EXERCISE AIM:
Convert the lines in the rows below into a Markdown table with the columns No. and Line. Begin at the line that contains "Can you locate the marching formation", stop at the end of the rows, skip blank lines, and leave the pictures out.

SOURCE MATERIAL:
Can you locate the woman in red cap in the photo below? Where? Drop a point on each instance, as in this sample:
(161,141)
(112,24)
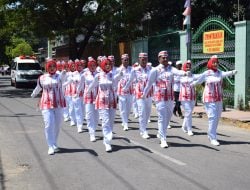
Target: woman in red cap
(89,97)
(162,76)
(187,97)
(106,99)
(139,76)
(51,104)
(212,95)
(74,97)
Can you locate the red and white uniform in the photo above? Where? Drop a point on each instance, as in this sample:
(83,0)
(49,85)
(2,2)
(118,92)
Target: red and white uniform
(106,101)
(163,78)
(212,97)
(187,97)
(139,76)
(89,97)
(74,98)
(51,104)
(125,96)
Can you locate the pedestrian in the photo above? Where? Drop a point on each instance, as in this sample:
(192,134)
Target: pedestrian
(163,77)
(106,102)
(139,76)
(51,103)
(187,97)
(74,97)
(124,96)
(213,95)
(92,115)
(177,106)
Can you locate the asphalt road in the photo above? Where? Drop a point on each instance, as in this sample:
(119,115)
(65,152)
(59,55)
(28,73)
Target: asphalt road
(135,163)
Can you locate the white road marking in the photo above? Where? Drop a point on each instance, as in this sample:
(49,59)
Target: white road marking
(178,162)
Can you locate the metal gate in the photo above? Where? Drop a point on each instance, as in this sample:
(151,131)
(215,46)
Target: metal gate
(226,59)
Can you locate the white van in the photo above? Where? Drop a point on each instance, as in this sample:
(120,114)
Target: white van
(25,70)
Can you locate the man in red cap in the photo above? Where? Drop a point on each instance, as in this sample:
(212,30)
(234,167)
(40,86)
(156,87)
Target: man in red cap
(163,77)
(51,103)
(125,96)
(213,95)
(139,75)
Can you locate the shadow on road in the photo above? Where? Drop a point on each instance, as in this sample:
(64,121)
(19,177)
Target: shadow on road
(2,186)
(74,150)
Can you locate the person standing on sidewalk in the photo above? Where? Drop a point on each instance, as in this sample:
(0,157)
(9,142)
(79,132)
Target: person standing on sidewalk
(213,95)
(51,104)
(187,97)
(106,101)
(163,77)
(177,106)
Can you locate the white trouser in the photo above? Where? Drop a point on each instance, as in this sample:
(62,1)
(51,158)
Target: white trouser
(134,105)
(66,109)
(75,111)
(188,107)
(52,120)
(164,112)
(108,116)
(214,110)
(144,109)
(92,117)
(83,108)
(125,103)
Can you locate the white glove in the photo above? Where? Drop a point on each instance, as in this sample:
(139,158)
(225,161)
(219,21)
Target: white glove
(188,73)
(234,72)
(33,95)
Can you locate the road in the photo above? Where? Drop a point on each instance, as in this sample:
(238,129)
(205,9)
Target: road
(135,163)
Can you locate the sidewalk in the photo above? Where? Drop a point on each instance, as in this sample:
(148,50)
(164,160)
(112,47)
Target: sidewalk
(231,114)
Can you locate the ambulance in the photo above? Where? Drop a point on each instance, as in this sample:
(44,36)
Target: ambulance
(25,70)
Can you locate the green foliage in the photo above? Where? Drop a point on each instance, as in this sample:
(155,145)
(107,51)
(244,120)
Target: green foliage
(22,49)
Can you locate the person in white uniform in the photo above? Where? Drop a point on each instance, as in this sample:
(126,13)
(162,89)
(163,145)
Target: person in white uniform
(177,106)
(106,101)
(89,97)
(213,95)
(125,96)
(139,76)
(51,104)
(163,77)
(187,97)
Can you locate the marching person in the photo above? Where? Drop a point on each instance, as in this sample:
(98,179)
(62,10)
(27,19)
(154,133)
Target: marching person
(106,101)
(177,107)
(89,97)
(139,76)
(66,115)
(75,104)
(124,96)
(163,77)
(213,95)
(51,104)
(187,97)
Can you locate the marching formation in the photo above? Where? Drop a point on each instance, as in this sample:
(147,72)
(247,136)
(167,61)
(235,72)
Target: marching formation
(92,90)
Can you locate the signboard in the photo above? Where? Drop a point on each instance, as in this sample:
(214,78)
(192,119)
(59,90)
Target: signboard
(213,41)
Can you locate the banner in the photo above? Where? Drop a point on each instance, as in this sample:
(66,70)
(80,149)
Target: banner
(213,42)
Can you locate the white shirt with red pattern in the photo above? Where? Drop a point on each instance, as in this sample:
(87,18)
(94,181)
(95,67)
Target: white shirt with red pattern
(106,96)
(72,84)
(139,76)
(187,91)
(163,77)
(52,91)
(123,81)
(86,79)
(213,91)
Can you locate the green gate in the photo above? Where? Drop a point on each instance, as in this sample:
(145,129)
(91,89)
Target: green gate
(226,59)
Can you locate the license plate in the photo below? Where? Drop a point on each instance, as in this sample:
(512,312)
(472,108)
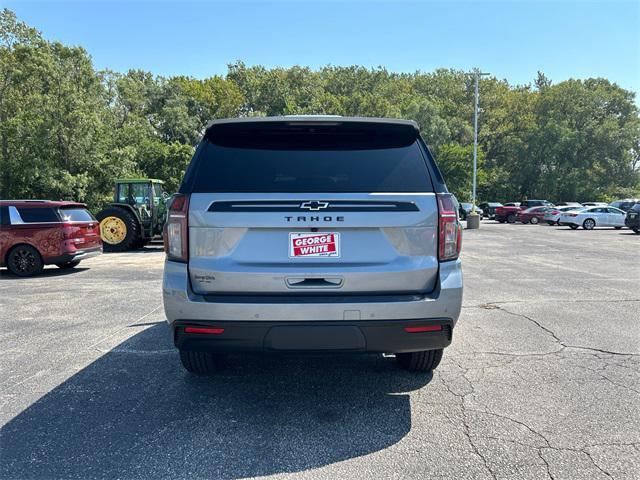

THE ANSWER:
| No. | Line |
|---|---|
| 1 | Can you locate the marching formation in the photo above? Where? Drop a point on each instance, as in this sample: |
| 2 | (147,72) |
| 3 | (247,136) |
| 4 | (167,61) |
| 5 | (235,72) |
| 6 | Target: marching formation |
| 7 | (92,90) |
| 8 | Can you locate the signboard in the photo above? Where? Drop a point on each instance, as in this sample: |
| 9 | (214,78) |
| 10 | (192,119) |
| 11 | (59,90) |
| 12 | Target: signboard |
| 13 | (213,41) |
| 14 | Can you locate the banner in the photo above? Where? Drop a point on each instance, as in this sample: |
| 15 | (66,70) |
| 16 | (80,149) |
| 17 | Target: banner |
| 18 | (213,42) |
| 19 | Can you locate the white shirt with red pattern in the photo above? Where? Drop a point on each instance, as in this sample: |
| 20 | (87,18) |
| 21 | (94,181) |
| 22 | (95,67) |
| 23 | Target: white shirt with red pattern |
| 24 | (106,96) |
| 25 | (72,84) |
| 26 | (139,76) |
| 27 | (187,91) |
| 28 | (163,77) |
| 29 | (52,91) |
| 30 | (123,81) |
| 31 | (86,79) |
| 32 | (213,91) |
| 33 | Can you locate the green gate in the photo above? Where? Drop a point on each instance, as in this sample: |
| 34 | (145,129) |
| 35 | (91,89) |
| 36 | Target: green gate |
| 37 | (226,59) |
| 38 | Can you locate the license plate in the photo below? Where? Drop a point on each instance, as in this sample: |
| 39 | (512,312) |
| 40 | (472,108) |